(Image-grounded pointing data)
::::

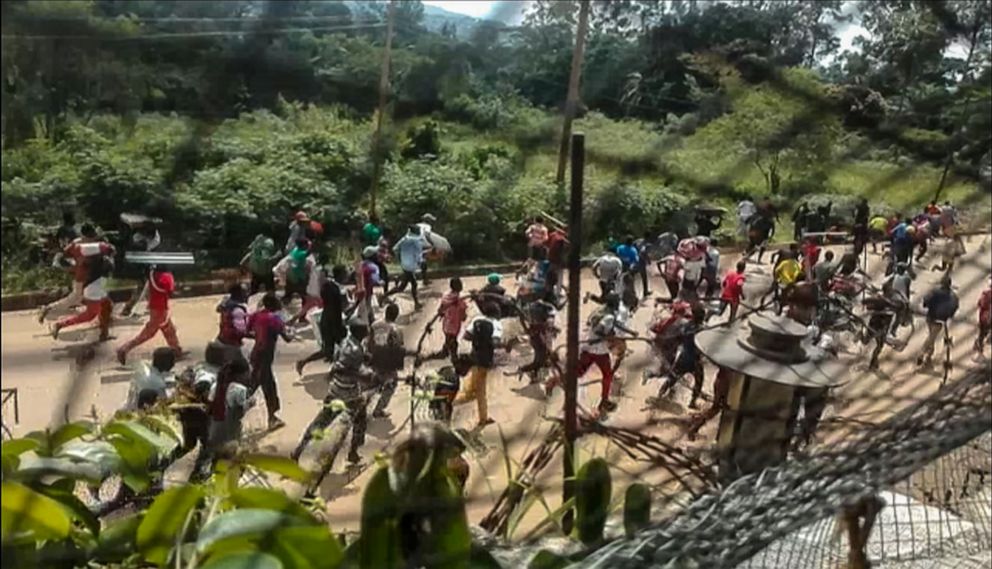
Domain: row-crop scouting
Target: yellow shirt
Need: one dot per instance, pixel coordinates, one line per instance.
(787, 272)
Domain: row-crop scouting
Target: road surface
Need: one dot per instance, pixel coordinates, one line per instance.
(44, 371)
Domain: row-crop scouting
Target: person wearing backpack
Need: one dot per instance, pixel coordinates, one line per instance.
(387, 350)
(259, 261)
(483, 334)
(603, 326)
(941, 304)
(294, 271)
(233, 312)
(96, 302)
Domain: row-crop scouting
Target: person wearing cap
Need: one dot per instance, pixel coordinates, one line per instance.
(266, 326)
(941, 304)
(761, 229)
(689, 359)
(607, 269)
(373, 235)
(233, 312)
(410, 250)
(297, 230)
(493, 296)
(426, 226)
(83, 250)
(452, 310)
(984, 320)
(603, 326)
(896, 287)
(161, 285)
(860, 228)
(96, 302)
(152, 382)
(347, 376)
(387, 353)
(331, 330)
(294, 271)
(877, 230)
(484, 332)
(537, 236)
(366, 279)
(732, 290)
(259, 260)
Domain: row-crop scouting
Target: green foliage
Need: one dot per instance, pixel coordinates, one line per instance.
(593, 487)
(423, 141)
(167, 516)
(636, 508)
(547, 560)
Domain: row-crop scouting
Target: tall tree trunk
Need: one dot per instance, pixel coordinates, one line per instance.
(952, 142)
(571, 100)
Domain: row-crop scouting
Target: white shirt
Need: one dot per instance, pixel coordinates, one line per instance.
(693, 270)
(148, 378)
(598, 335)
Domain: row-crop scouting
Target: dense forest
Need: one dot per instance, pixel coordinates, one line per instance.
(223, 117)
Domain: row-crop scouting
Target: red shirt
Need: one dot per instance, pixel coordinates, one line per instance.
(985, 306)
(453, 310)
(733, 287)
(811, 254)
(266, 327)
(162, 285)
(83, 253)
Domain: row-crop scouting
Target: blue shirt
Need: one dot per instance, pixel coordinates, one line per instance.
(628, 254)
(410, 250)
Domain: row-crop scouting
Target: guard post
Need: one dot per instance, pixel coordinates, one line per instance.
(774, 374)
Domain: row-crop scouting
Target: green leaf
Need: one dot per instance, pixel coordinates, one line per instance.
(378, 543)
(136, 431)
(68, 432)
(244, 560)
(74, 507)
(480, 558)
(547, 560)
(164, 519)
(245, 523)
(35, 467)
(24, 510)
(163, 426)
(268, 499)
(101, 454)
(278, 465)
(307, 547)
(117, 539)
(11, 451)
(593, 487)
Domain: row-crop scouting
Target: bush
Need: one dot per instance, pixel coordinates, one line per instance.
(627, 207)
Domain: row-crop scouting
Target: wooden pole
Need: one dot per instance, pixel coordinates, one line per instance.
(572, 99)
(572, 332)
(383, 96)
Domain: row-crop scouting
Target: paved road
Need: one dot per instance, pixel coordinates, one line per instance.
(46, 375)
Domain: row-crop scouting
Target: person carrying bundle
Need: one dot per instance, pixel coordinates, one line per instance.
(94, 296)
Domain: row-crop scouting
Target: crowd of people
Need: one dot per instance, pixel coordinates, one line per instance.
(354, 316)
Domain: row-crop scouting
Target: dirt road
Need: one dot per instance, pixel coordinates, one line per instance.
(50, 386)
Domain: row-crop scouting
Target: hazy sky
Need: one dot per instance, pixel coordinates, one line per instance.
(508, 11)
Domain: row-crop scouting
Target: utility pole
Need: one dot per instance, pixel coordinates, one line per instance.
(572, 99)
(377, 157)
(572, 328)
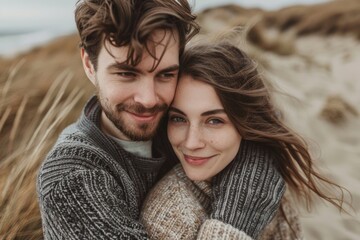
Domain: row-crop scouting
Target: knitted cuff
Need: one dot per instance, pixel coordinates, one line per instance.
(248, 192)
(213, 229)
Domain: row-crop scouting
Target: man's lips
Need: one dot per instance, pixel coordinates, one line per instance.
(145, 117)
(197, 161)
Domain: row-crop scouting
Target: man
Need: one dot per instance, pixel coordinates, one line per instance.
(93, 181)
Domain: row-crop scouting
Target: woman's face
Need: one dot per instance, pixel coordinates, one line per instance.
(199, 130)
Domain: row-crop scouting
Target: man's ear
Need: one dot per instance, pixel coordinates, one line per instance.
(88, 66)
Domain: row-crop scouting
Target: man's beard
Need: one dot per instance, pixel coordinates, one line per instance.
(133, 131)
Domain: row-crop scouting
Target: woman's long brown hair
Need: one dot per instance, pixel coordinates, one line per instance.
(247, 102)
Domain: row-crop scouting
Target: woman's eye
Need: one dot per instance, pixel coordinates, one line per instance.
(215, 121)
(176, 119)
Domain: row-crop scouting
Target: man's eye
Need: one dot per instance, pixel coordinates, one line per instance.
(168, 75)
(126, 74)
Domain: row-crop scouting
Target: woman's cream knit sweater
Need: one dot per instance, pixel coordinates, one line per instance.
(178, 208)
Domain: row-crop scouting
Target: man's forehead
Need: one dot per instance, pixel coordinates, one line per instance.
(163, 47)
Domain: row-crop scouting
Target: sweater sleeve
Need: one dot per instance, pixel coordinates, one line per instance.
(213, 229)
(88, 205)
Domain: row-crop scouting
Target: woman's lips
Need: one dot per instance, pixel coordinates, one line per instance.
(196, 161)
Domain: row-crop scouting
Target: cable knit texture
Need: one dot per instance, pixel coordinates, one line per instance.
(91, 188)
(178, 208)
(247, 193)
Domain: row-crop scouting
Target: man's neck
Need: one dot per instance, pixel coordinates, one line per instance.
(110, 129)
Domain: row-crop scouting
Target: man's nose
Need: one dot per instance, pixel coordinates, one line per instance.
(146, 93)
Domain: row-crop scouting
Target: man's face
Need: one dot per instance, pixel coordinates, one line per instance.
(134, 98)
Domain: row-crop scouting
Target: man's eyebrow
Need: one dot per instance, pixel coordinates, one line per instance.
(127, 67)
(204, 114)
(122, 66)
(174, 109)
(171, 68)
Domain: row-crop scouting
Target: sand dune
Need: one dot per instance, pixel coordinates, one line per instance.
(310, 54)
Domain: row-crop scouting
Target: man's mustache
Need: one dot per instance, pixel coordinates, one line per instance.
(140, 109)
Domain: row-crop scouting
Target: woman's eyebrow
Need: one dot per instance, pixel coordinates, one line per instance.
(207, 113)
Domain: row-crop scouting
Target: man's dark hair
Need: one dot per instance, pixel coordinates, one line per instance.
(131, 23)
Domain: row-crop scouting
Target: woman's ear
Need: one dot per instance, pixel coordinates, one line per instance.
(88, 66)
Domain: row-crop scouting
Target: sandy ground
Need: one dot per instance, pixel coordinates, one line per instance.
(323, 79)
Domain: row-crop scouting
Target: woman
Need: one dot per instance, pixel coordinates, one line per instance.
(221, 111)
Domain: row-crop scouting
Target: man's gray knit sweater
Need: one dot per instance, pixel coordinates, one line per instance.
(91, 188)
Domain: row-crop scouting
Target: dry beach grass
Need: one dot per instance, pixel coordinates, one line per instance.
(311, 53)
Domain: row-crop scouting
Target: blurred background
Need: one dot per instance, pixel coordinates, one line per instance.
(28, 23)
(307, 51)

::::

■ **PROBLEM STATEMENT**: All lines above that contain the word "wearing" are to be copied.

■ **ANSWER FOR THIS EXERCISE**:
Target: person wearing backpack
Target: person wearing cap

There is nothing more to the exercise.